The whole set of entries is to be restated word for word.

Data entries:
- - -
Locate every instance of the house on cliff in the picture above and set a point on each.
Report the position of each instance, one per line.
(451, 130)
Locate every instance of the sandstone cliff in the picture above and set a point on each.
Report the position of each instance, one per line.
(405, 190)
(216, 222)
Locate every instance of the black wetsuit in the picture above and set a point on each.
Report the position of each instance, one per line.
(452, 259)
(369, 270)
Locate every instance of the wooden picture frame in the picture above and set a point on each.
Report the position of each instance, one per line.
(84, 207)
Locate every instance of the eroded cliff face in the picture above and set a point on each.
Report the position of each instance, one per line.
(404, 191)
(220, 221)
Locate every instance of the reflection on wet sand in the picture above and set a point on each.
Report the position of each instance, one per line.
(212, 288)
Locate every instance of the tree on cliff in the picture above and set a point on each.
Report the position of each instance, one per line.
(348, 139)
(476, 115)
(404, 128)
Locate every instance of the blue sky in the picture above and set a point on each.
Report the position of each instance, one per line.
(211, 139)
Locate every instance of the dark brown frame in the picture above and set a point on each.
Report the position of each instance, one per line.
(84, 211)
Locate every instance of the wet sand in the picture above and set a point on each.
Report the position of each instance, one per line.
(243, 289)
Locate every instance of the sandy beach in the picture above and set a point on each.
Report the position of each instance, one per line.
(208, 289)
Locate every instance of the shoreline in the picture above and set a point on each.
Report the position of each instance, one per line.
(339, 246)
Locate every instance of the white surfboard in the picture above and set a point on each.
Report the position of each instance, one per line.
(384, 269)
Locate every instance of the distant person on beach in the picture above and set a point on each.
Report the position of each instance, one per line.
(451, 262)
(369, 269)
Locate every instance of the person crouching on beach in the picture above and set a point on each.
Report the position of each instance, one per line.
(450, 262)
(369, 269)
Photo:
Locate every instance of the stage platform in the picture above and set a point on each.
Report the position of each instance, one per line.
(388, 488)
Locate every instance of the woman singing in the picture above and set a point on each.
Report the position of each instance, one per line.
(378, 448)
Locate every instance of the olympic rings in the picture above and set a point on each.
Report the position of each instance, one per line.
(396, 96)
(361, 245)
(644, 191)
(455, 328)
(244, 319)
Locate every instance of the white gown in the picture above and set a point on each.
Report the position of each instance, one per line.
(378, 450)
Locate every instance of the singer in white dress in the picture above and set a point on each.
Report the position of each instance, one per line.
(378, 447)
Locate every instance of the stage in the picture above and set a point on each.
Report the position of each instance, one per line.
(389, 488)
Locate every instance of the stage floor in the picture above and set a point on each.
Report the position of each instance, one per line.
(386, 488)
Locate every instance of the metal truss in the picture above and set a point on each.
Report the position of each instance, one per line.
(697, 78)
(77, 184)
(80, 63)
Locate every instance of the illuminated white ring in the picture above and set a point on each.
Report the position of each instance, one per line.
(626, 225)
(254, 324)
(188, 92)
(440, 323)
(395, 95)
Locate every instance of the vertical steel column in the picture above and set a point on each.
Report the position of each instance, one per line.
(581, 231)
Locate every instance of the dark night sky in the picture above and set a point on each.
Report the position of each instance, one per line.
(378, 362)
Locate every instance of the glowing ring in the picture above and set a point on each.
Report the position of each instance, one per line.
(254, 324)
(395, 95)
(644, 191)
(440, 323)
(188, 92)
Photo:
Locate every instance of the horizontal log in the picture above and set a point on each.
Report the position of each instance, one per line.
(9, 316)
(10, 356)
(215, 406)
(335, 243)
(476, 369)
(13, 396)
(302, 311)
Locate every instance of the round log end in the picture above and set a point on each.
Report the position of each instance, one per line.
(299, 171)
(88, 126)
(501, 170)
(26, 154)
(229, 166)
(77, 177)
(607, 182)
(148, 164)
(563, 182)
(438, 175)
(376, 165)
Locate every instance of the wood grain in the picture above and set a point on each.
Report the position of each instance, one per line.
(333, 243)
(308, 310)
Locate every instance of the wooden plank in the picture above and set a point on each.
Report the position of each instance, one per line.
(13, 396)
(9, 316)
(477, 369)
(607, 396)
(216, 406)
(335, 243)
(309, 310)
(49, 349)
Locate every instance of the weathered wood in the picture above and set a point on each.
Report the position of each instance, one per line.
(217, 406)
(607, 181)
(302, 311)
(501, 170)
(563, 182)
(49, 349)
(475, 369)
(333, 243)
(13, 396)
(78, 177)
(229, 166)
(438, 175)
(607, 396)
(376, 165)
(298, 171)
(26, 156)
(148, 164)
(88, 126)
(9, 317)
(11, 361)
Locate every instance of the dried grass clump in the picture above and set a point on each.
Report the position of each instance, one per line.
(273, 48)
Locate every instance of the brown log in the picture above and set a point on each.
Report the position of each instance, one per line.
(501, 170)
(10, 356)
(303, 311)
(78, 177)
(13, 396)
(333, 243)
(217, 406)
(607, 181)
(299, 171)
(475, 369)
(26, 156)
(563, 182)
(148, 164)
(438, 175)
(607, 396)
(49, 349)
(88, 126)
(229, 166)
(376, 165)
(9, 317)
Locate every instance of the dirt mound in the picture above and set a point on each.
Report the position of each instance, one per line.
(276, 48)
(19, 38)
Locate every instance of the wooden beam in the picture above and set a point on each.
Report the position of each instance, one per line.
- - -
Task output |
Locate every instance of the house on cliff in the picture above and set a point on each.
Report the position of each instance, one per line.
(451, 130)
Locate every instance of the sandstone cliff in the picture above and set a point on each.
Report the position of each instance, one per line.
(405, 190)
(216, 222)
Locate every instance of the black wetsuit in the picture above and set a point on each.
Report the position of each instance, one per line.
(452, 259)
(369, 270)
Locate every instance of the wooden picture frame in the picture above and set a point on each.
Report the position of each instance, one per line.
(84, 207)
Locate every instance of the eroded cliff face in the picture above and set a point on each.
Report the position of each instance, one per line.
(404, 191)
(220, 221)
Locate every instance of the reflection on wet sand in the picture above and set a point on each.
Report the position of each instance, one per line.
(212, 288)
Locate every instance of the tree on cliff in the picture above and set a point on each.
Report the position of each instance, one per line.
(348, 139)
(476, 115)
(404, 128)
Locate every instance of the blue sky in the picture above and set a point on each.
Report the position of each instance, one per line.
(211, 139)
Locate every instance of the dark brown frame in the picture above and set a point on each.
Report the position of each instance, one per line.
(84, 211)
Locate every instance of the wet sand in the picture above and set a point on each.
Report the position of each instance, one per line.
(243, 289)
Locate every instance of the sandy beach in the picture above and set a point on each.
Report the position of each instance, one per line.
(208, 289)
Locate every instance of the shoreline in the picture above and set a point on each.
Report the position of each instance, one per line.
(339, 246)
Locate every instance of the white surfboard in the picture above and set a point on each.
Report the position of each instance, one per line.
(384, 269)
Locate every instance of the distant person on beach in the picture above and set a point on each.
Report the position of each instance, one per line.
(451, 262)
(369, 269)
Locate every instance of the person crouching on beach in the picture above and set a point on each.
Report the position of each instance, one per line.
(450, 262)
(369, 269)
Photo:
Locate every instance of the stage platform in the picture above and set a point on each.
Report the position of each instance, one per line.
(388, 488)
Locate every instance of the woman singing in the picture above and set a point on each.
Report the position of each instance, one per line.
(378, 448)
Locate every instance of the olympic rings in the picture above and set a point on each.
Report the position of each instance, one per line.
(396, 96)
(361, 245)
(644, 191)
(455, 328)
(244, 319)
Locate every instance of the white gown in the picture above and set a point on each.
Report the position of each instance, one per line.
(378, 450)
Locate every instance of the singer in white dress in the picture above and set a point on each.
Report the position of each instance, one per line.
(378, 447)
Locate every instance of the stage in the picture above and set a point on each.
Report the position of each instance, one per line.
(389, 488)
Locate every instance of the stage floor in the picture above and set a point on each.
Report the position of each instance, one per line.
(386, 488)
Locate every instance of the metal truss in the picture above and set a point on each.
Report the position of each instance, one per line.
(697, 78)
(77, 184)
(80, 63)
Locate every instance of the illuminated white ring in the picture above and set a point on each.
Report the position of each instance, one per line.
(626, 225)
(254, 324)
(188, 92)
(440, 323)
(395, 95)
Locate every instance of the vertical steel column in the picture above and set a point on each.
Report the position of each instance, one per line.
(581, 231)
Locate every instance of the dark night sky in the picture above and set a point on each.
Report the position of each instance, one per line.
(378, 362)
Locate every instance of the glowing ring in the picture above and set a point on each.
Report the position of each instance, one per line.
(254, 324)
(395, 95)
(644, 191)
(440, 323)
(188, 92)
Photo:
Locate every instance of the horizontal log in the picture above and set a point on each.
Report the position of each instance, one per line.
(9, 316)
(10, 356)
(215, 406)
(335, 243)
(476, 369)
(13, 396)
(302, 311)
Locate every instance of the round log end in the picture above and set a point on each.
Report the position of each instance, one per line.
(299, 171)
(88, 126)
(501, 170)
(26, 154)
(229, 166)
(77, 177)
(607, 182)
(148, 164)
(563, 182)
(438, 175)
(376, 165)
Locate every instance of the wood grain in the picture above and set a point on each.
Report the position of each instance, one per line.
(333, 243)
(308, 310)
Locate every instance of the wooden plank in the picture above and set a point on each.
Report the position of each instance, one per line.
(13, 396)
(9, 316)
(477, 369)
(607, 396)
(216, 406)
(335, 243)
(309, 310)
(49, 349)
Locate every instance of the weathered wood in the picture above and set a point on each.
Report the position of each instance, one per line.
(217, 406)
(607, 181)
(302, 311)
(501, 170)
(563, 182)
(49, 349)
(475, 369)
(333, 243)
(13, 396)
(78, 177)
(229, 166)
(438, 175)
(607, 396)
(376, 165)
(298, 171)
(26, 156)
(148, 164)
(88, 126)
(9, 317)
(11, 361)
Locate every instance of the dried grass clump in the picture above and set a point on each.
Report the position of each instance, one per line.
(273, 48)
Locate every instance of the brown log in the picture above and set a point on each.
Report the position of each instance, one per line.
(501, 170)
(10, 356)
(303, 311)
(78, 177)
(13, 396)
(333, 243)
(217, 406)
(607, 181)
(299, 171)
(475, 369)
(26, 156)
(563, 182)
(148, 164)
(438, 175)
(607, 396)
(49, 349)
(88, 126)
(229, 166)
(376, 165)
(9, 317)
Locate every instance of the dirt mound in the picture above and set a point on each.
Report the position of each instance, one per line.
(276, 48)
(19, 38)
Locate every instance of the wooden beam in the picture above and set a point on each.
Report the position of each instance, one per line.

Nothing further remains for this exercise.